Locate each line in the items below that contains the word "slope", and copy every one of those lines.

━━━━━━━━━━━━━━━━━━━━

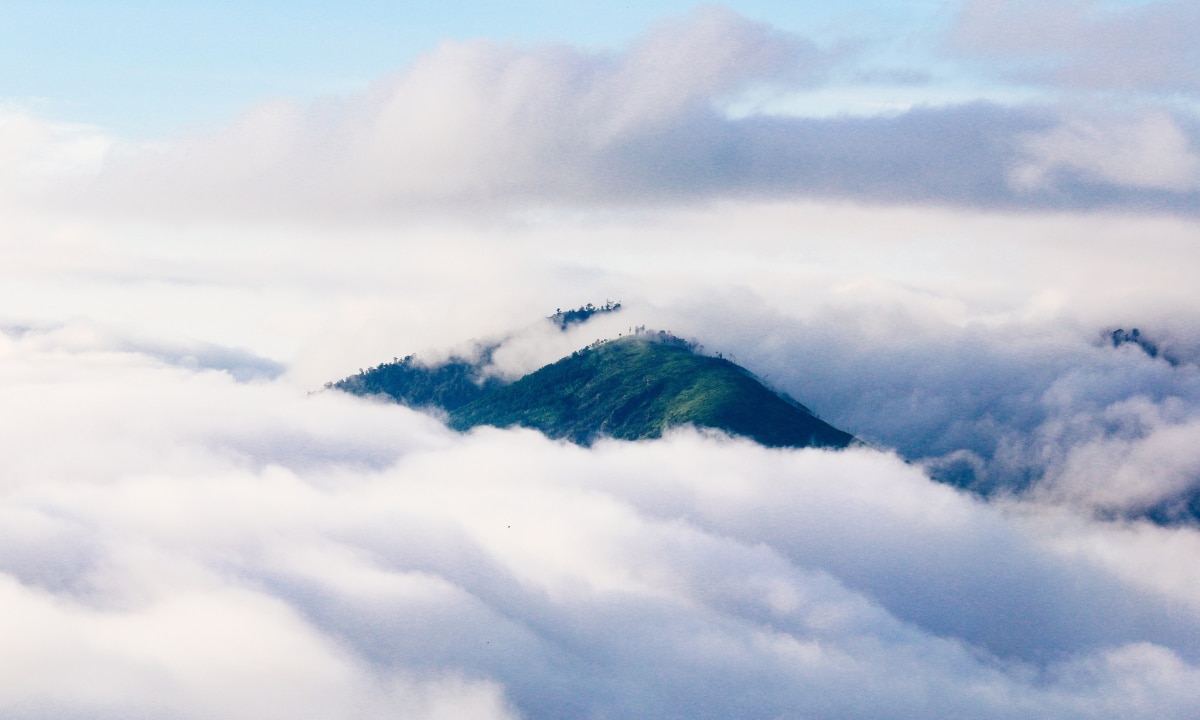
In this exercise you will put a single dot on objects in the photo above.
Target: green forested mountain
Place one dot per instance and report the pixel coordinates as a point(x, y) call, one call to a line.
point(631, 388)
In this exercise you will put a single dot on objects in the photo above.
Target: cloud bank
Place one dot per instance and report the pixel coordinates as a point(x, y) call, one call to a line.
point(185, 532)
point(241, 550)
point(492, 127)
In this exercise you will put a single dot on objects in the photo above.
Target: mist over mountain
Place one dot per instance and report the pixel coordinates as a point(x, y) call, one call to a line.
point(631, 388)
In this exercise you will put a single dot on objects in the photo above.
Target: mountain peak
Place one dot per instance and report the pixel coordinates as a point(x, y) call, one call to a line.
point(631, 388)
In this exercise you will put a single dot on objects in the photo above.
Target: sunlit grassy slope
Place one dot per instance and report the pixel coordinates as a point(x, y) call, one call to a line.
point(636, 388)
point(633, 388)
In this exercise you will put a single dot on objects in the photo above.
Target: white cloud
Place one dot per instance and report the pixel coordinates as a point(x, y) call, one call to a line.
point(244, 550)
point(1086, 43)
point(1146, 151)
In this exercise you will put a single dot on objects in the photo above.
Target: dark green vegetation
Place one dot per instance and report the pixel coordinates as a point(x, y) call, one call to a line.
point(581, 315)
point(448, 387)
point(634, 388)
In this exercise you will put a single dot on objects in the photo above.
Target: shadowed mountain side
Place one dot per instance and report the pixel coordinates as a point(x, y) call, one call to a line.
point(447, 387)
point(636, 388)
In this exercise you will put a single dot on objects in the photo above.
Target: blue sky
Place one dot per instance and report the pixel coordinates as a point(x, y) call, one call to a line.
point(923, 220)
point(153, 69)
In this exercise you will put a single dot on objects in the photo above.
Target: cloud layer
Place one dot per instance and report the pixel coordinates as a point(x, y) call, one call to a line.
point(186, 532)
point(240, 550)
point(491, 127)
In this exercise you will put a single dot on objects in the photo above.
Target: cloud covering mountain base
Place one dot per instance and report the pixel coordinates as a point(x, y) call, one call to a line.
point(179, 544)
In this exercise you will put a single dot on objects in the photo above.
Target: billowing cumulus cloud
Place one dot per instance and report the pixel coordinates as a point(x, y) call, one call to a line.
point(243, 550)
point(485, 127)
point(189, 531)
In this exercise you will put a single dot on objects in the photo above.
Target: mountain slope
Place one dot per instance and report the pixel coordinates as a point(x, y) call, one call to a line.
point(631, 388)
point(636, 388)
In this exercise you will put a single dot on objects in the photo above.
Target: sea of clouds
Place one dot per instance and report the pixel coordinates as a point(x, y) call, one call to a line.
point(190, 528)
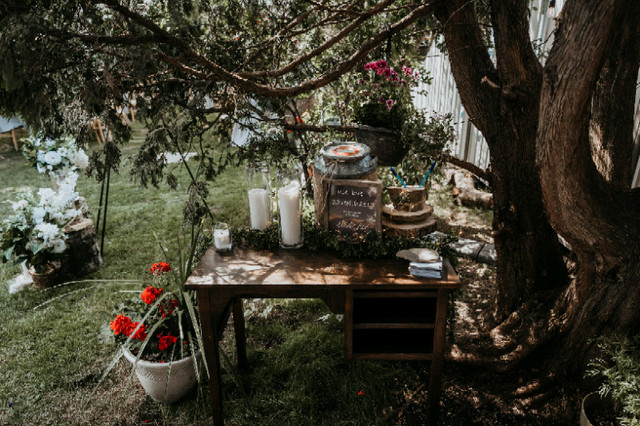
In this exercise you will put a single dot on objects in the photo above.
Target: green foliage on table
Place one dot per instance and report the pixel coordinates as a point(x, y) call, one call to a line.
point(372, 245)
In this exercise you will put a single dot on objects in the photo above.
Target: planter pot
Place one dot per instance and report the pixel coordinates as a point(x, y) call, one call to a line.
point(596, 409)
point(384, 143)
point(153, 377)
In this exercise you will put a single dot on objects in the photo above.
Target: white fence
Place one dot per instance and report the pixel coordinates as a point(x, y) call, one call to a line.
point(443, 96)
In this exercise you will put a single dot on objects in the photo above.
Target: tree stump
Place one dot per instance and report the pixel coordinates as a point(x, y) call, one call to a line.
point(82, 255)
point(408, 216)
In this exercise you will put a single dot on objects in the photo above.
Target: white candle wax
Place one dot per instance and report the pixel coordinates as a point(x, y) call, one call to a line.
point(259, 208)
point(289, 203)
point(221, 238)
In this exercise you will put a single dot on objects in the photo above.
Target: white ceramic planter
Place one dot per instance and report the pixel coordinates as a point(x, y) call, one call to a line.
point(153, 377)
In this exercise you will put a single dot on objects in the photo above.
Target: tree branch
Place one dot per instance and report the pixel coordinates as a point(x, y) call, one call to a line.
point(470, 63)
point(125, 40)
point(516, 60)
point(218, 73)
point(323, 47)
point(576, 195)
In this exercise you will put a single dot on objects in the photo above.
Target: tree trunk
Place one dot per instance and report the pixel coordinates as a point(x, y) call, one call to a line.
point(610, 144)
point(529, 254)
point(602, 301)
point(596, 216)
point(503, 103)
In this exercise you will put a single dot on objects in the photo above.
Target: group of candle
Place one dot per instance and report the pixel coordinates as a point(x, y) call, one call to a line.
point(289, 198)
point(289, 207)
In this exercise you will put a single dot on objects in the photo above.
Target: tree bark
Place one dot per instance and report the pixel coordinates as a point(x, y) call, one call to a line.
point(503, 102)
point(612, 109)
point(597, 217)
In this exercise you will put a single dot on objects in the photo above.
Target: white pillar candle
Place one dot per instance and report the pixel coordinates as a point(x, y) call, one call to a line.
point(221, 239)
point(289, 203)
point(259, 208)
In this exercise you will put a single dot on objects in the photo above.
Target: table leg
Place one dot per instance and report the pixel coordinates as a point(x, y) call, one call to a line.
point(238, 327)
point(435, 376)
point(210, 316)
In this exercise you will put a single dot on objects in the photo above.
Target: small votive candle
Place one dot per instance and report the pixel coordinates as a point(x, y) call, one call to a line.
point(222, 237)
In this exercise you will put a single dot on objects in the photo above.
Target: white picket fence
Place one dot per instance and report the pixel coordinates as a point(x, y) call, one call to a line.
point(442, 94)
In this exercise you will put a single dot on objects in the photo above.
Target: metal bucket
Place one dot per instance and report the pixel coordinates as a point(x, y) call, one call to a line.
point(345, 160)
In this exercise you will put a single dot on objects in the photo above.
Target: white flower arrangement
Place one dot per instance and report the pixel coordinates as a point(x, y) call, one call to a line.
point(57, 158)
point(36, 231)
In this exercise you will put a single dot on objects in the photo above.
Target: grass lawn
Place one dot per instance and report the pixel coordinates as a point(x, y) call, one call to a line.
point(51, 356)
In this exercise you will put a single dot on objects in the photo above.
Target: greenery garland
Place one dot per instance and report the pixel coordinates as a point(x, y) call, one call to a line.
point(373, 245)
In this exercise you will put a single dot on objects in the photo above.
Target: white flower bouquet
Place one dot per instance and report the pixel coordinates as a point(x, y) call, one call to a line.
point(57, 158)
point(35, 233)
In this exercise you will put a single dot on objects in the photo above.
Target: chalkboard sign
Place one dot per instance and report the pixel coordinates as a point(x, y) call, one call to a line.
point(353, 206)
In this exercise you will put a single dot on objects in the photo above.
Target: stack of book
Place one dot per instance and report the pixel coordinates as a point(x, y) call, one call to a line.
point(426, 269)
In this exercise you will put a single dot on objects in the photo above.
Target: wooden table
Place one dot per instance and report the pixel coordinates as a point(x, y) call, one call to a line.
point(389, 314)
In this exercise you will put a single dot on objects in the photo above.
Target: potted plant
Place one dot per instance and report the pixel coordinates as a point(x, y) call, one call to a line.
point(35, 234)
point(617, 398)
point(389, 123)
point(159, 335)
point(57, 158)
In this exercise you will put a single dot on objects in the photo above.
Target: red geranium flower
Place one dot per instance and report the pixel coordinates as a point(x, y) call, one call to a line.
point(166, 341)
point(149, 294)
point(141, 334)
point(123, 325)
point(120, 325)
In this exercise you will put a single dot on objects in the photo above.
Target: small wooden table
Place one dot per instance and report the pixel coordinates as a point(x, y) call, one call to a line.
point(389, 314)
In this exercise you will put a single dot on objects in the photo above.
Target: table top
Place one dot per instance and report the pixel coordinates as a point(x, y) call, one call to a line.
point(249, 268)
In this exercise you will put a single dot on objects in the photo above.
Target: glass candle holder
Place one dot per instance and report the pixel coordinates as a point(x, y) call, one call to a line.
point(258, 191)
point(222, 238)
point(290, 208)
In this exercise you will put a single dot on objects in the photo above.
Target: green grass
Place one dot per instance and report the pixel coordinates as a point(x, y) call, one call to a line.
point(51, 356)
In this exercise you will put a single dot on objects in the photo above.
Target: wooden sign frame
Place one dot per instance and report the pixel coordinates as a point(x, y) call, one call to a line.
point(352, 183)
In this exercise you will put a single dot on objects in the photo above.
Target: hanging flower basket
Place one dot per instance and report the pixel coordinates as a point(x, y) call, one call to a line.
point(384, 143)
point(165, 382)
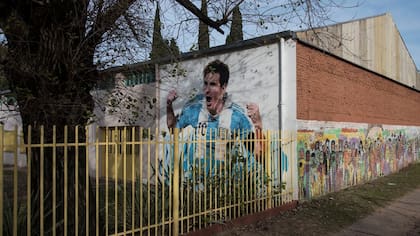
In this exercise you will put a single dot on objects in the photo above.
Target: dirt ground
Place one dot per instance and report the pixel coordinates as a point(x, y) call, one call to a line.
point(335, 212)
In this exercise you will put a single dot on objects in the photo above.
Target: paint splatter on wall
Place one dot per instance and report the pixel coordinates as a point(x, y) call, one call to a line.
point(330, 159)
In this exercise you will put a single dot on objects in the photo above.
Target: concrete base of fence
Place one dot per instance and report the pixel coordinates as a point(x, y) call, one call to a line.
point(244, 220)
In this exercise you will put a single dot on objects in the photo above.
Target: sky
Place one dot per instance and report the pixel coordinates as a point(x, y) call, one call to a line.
point(406, 15)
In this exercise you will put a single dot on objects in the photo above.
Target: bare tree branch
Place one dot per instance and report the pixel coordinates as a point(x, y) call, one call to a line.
point(193, 9)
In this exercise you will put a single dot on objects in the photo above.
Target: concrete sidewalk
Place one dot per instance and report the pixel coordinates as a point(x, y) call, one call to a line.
point(400, 217)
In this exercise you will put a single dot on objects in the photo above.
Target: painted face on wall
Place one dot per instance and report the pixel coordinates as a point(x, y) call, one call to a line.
point(214, 93)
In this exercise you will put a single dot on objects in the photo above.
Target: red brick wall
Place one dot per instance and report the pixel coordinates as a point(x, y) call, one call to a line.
point(330, 89)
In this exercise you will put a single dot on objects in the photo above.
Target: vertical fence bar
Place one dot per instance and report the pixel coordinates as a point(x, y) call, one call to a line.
point(116, 150)
point(41, 181)
point(158, 144)
point(175, 204)
point(97, 179)
point(268, 170)
point(141, 180)
point(28, 181)
point(124, 156)
point(148, 182)
point(76, 186)
point(15, 181)
point(66, 179)
point(156, 185)
point(106, 179)
point(54, 157)
point(1, 176)
point(87, 178)
point(133, 180)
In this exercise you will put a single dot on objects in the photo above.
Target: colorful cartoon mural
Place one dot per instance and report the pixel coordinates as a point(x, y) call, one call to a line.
point(330, 159)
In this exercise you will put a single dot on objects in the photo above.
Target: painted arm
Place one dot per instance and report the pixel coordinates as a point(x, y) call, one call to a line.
point(253, 112)
point(170, 115)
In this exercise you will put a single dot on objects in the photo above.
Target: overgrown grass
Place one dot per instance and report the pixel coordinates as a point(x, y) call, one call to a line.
point(335, 211)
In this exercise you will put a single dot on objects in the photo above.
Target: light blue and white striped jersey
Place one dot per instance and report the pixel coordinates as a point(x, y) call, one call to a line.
point(210, 140)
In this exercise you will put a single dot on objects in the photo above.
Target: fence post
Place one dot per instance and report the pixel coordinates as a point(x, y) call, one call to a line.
point(1, 176)
point(268, 169)
point(175, 189)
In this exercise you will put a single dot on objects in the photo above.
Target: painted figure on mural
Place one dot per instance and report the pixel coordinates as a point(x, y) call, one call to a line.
point(212, 115)
point(307, 176)
point(301, 164)
point(333, 166)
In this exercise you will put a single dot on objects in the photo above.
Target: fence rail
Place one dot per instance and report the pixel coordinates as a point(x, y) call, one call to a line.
point(136, 181)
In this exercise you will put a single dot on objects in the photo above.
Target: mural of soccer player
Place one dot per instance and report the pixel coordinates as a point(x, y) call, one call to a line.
point(213, 116)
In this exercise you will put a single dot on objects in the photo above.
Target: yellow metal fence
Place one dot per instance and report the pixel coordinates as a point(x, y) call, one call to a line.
point(136, 181)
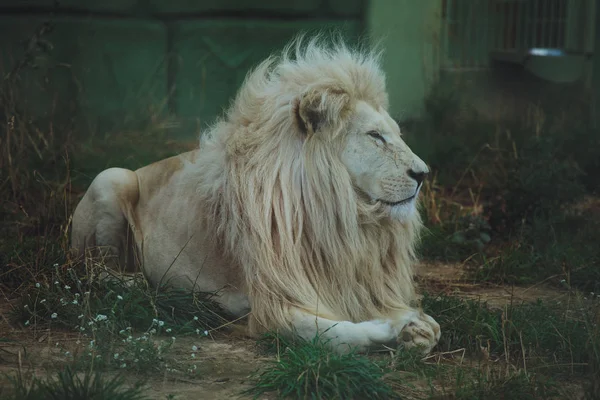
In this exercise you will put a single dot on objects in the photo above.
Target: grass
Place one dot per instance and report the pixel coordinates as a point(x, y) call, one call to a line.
point(68, 384)
point(311, 370)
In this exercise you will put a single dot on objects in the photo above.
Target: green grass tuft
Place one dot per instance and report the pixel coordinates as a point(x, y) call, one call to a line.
point(311, 370)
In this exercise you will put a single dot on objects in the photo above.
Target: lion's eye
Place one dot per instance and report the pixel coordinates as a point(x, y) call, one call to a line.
point(376, 135)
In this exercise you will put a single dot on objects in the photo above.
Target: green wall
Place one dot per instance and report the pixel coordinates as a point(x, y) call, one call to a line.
point(129, 63)
point(408, 30)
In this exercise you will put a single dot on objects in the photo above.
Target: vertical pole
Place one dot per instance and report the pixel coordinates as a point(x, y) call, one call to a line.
point(596, 70)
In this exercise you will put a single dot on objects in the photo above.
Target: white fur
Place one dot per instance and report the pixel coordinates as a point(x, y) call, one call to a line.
point(282, 208)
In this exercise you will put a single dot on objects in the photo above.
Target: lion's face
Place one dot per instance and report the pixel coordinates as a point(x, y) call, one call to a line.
point(381, 165)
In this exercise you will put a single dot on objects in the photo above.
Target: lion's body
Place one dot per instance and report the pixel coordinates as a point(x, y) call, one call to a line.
point(273, 209)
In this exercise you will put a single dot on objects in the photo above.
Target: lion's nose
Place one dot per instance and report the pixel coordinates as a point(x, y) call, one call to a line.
point(417, 176)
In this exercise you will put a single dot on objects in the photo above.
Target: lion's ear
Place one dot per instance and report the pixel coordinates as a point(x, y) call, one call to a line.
point(318, 109)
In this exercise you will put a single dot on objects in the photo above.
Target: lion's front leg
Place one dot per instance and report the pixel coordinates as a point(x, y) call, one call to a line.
point(345, 335)
point(417, 329)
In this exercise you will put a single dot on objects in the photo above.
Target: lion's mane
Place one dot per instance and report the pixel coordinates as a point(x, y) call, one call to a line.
point(283, 204)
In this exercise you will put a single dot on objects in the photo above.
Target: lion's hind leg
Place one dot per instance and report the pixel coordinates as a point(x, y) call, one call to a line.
point(343, 336)
point(101, 223)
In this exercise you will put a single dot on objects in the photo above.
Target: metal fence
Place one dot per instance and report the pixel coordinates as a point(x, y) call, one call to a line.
point(473, 30)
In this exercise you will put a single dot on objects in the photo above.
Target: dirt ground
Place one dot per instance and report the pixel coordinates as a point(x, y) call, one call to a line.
point(224, 362)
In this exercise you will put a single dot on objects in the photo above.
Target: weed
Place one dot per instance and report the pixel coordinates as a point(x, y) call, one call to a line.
point(540, 335)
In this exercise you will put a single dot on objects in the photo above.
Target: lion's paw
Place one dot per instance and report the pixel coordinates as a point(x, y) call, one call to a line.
point(421, 331)
point(378, 332)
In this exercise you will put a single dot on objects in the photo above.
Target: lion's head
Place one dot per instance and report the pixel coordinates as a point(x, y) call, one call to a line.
point(382, 167)
point(313, 188)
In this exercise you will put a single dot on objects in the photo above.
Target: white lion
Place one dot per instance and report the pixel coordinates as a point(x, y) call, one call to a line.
point(299, 206)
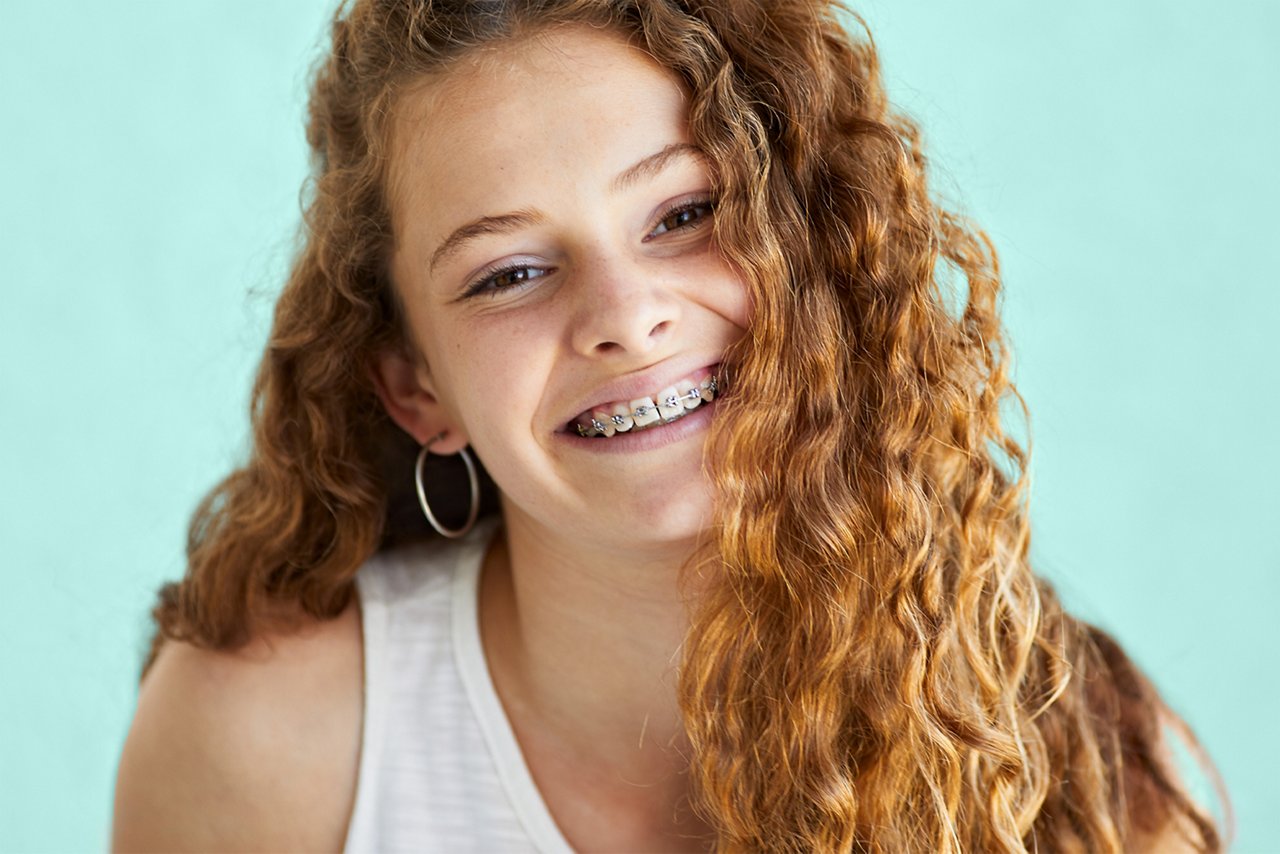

━━━━━━━━━━━━━━━━━━━━

> Result:
Target: sunlit grassy slope
Target: mountain slope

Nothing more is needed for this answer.